# WORK REQUIRED
Turn the lines from the one with "If you could identify the bus entrance" to the one with "(1183, 541)", both included, into a Markdown table with the columns Row and Text. Number each line in Row, put the line in Text, and leave out blank lines.

-- PROVIDED MATERIAL start --

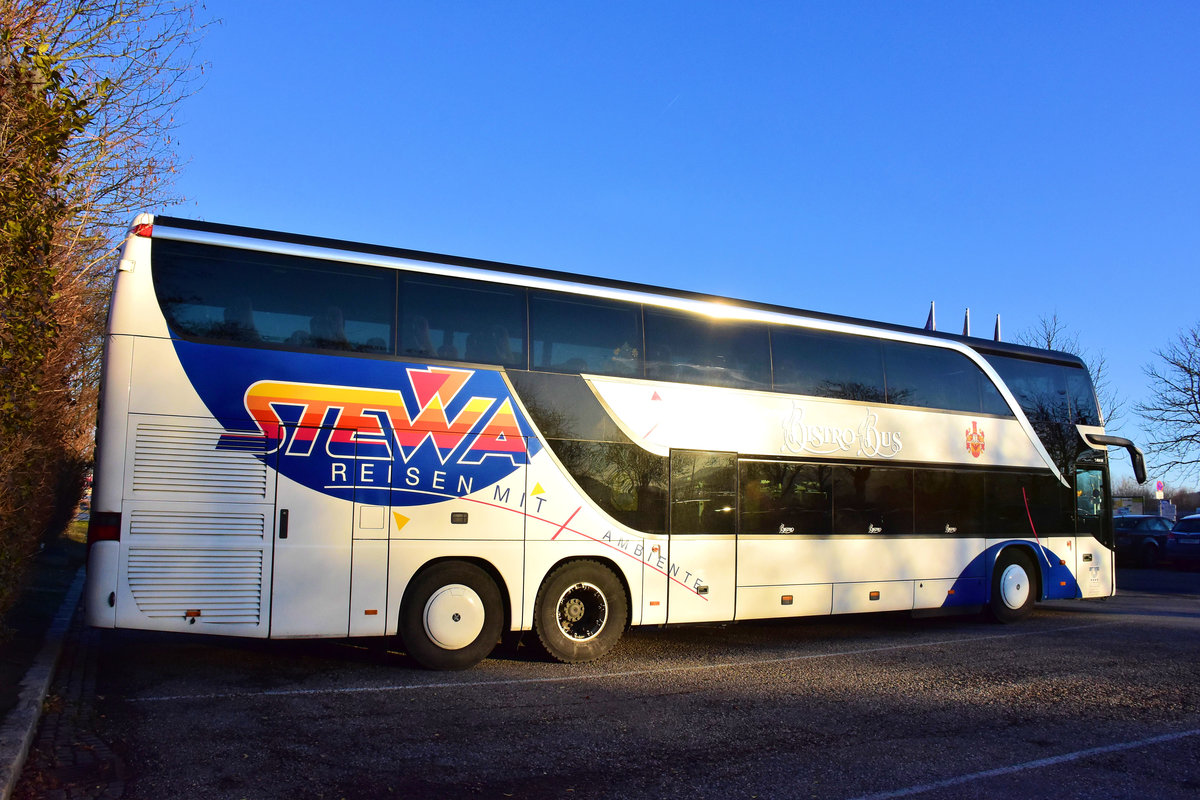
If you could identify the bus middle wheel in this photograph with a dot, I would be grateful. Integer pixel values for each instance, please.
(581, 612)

-- PROVIDED MATERIAL end --
-- PROVIDED MATERIAL start --

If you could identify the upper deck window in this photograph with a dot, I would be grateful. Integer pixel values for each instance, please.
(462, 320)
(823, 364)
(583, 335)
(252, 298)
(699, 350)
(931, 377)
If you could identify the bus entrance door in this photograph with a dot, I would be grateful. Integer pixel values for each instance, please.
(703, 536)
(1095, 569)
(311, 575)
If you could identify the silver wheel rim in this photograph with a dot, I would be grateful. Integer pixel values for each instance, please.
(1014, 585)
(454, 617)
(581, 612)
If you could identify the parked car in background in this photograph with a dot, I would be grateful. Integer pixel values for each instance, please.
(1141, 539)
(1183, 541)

-- PROVIDED MATERIAL end --
-- PROVIDED MATERIAL start --

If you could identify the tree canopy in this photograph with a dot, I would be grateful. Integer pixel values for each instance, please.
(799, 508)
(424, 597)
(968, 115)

-- PROVIDED MATERIAL end --

# EXERCISE RESULT
| Row | Text |
|---|---|
| 1 | If you could identify the bus entrance door in this photograph with a dot, I would be grateful. Integer pixel values for each instance, please. |
| 2 | (703, 536) |
| 3 | (1095, 569) |
| 4 | (311, 575) |
| 5 | If you could identify the silver wheel rim in this photograph with a dot, I would be grateful. Integer pixel values for each instance, please. |
| 6 | (1014, 585) |
| 7 | (454, 617) |
| 8 | (581, 612) |
| 9 | If you could identify the parked car in background in this photograph with a dot, I would be grateful. Integer pixel values for each instance, please. |
| 10 | (1141, 539) |
| 11 | (1183, 541) |